● WHAT YOU ARE ASKED TO DO:
Each line from the one that contains "Shelf audit: locate every instance of the shrub" through the last line of the listing below is to be returned exactly as it stands, and nothing else.

● EXTRACTED MATERIAL:
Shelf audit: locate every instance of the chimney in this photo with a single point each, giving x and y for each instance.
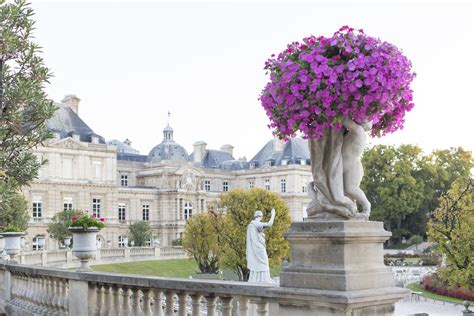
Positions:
(278, 145)
(228, 148)
(199, 151)
(72, 102)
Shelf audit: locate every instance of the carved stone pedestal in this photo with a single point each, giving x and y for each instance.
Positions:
(337, 268)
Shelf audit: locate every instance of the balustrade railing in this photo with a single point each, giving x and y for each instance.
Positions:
(65, 257)
(112, 253)
(49, 291)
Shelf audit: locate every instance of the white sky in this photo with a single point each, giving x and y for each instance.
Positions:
(131, 62)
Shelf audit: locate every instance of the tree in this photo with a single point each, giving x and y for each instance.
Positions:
(451, 228)
(140, 232)
(239, 208)
(58, 227)
(415, 240)
(24, 107)
(15, 212)
(201, 240)
(391, 185)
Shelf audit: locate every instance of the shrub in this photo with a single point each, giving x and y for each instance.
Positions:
(434, 284)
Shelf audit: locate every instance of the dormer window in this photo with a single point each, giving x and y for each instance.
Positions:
(270, 162)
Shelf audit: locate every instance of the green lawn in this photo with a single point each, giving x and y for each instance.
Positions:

● ANSWER TO THE EXERCISE:
Shelf audit: locate every instance of the shrub in this photo with a single point each, giving x and y for each instance.
Positions:
(434, 284)
Shelf audit: locate every instance of the dormer window in this photo with a single point each, giving x and y for each instance.
Positions:
(270, 162)
Shelf audit: locate every instance of the green lawn in this photo with a single point each, giving x and y for each instance.
Positions:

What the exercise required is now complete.